-- Document section start --
It is to be noted that γ_i is independent of the prediction point x and only depends on the training points (Dubourg 2011). Now, noting that Gaussian correlation function has been utilized, (24) can be further modified as:

$$ {\displaystyle \begin{array}{c}h\left(\mathbf{x}\right)=\sum \limits_{i=1}^n{\gamma}_i\left({\sigma}^2\prod \limits_j\exp \left(-\frac{{\left({x}_j-{x}_i^j\right)}^2}{2{\theta}_j^2}\right)\right)\\ {}={\sigma}^2\sum \limits_{i=1}^n{\gamma}_i\left(\prod \limits_j{\theta}_j\sqrt{2\pi}\frac{1}{\theta_j\sqrt{2\pi }}\exp \left(-\frac{{\left({x}_j-{x}_i^j\right)}^2}{2{\theta}_j^2}\right)\right)\\ {}={\sigma}^2{\left(2\pi \right)}^{d/2}\prod \limits_j{\theta}_j\sum \limits_{i=1}^n{\gamma}_i\prod \limits_j\mathrm{\mathbb{N}}\left({x}_j|{x}_i^j,{\theta}_j^2\right)\\ {}=k\sum \limits_{i=1}^n{\gamma}_i\prod \limits_j\mathrm{\mathbb{N}}\left({x}_j|{x}_i^j,{\theta}_j^2\right)\end{array}} $$

(26)
-- Document section end --
-- Dataset rows start --
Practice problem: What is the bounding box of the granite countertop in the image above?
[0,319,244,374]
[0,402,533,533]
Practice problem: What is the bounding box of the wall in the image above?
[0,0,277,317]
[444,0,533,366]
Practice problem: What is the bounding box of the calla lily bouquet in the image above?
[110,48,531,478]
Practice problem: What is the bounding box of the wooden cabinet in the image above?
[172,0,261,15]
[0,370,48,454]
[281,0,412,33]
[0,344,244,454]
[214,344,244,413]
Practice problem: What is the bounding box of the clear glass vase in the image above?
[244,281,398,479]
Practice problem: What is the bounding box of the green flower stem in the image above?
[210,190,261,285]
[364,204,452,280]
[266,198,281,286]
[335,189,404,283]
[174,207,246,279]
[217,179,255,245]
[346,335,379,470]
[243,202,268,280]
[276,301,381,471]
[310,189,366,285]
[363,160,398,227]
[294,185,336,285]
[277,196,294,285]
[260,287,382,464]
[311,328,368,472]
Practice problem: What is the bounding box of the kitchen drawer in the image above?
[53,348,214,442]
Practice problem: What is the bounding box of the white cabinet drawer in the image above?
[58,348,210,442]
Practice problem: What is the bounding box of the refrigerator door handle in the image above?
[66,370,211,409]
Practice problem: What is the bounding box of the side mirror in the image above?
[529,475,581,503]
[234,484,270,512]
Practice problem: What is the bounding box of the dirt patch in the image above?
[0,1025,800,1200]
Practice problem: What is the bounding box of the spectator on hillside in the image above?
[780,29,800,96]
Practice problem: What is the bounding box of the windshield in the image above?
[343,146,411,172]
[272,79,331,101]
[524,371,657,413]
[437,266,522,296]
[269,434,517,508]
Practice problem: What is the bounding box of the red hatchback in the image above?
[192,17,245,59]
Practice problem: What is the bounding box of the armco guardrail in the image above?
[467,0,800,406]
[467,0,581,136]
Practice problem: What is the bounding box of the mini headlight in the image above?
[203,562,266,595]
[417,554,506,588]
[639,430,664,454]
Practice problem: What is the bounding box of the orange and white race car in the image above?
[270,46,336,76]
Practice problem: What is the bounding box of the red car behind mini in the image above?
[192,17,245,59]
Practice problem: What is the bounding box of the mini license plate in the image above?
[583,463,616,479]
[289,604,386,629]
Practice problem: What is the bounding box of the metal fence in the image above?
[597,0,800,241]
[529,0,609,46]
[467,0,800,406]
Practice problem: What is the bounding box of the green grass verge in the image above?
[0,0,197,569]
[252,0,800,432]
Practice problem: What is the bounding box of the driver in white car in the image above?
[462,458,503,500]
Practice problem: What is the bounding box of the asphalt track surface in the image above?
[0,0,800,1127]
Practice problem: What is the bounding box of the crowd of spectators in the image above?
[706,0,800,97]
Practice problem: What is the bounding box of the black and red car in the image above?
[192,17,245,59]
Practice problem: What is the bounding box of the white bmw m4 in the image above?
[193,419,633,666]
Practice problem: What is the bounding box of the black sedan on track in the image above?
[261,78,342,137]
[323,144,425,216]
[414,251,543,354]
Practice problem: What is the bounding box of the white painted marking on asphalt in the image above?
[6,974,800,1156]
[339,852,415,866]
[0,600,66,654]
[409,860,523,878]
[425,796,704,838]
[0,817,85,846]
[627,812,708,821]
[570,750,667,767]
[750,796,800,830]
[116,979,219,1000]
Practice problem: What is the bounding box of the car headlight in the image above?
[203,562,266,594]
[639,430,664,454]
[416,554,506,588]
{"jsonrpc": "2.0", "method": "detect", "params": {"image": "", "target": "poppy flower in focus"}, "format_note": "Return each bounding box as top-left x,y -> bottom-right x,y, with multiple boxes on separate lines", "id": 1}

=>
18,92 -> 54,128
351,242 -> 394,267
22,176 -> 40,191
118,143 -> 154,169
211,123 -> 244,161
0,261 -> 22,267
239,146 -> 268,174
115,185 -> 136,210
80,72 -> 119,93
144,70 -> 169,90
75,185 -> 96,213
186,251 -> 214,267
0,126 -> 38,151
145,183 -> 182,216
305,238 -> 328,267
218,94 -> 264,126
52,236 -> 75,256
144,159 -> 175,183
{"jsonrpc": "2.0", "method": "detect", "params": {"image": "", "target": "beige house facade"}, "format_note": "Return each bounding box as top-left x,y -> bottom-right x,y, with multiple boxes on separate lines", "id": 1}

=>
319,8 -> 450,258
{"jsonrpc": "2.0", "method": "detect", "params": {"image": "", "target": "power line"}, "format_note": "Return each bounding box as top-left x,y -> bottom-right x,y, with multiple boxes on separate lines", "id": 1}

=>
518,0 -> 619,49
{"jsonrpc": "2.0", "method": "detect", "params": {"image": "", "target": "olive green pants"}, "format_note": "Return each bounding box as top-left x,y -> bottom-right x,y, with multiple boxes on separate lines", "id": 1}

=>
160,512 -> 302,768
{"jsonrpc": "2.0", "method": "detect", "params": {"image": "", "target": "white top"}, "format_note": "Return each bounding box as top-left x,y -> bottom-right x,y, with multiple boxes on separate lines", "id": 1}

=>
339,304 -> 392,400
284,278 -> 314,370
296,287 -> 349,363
-- Dataset rows end --
◆ **Set problem 1**
Can you restate the paragraph beginning "It is to be noted that" from the Gaussian correlation derivation more briefly while keeping its main facts?
◆ **Set problem 2**
Would you resume the Gaussian correlation derivation after equation (26)?

◆ **Output 1**
γ_i depends only on the training points, not on the prediction point x (Dubourg 2011). Since a Gaussian correlation function is used, (24) can be modified further.

◆ **Output 2**
where \( k={\sigma}^2{\left(2\pi \right)}^{d/2}\prod \limits_j{\theta}_j \) and \( \mathrm{\mathbb{N}}\left({x}_j|{x}_i^j,{\theta}_j^2\right) \) denotes that variable x_j is normally distributed with mean \( {x}_i^j \) and variance \( {\theta}_j^2 \). Taking expectation of both sides of (26),

$$ {\displaystyle \begin{array}{c}E\left(h\left(\mathbf{x}\right)\right)=k\sum \limits_{i=1}^n{\gamma}_iE\left(\prod \limits_j\mathrm{\mathbb{N}}\left({x}_j|{x}_i^j,{\theta}_j^2\right)\right)\\ {}=k\sum \limits_{i=1}^n{\gamma}_i\left(\prod \limits_j\int \mathrm{\mathbb{N}}\left({x}_j|{x}_i^j,{\theta}_j^2\right){\varpi}_{x_j}{dx}_j\right)\end{array}} $$

(27)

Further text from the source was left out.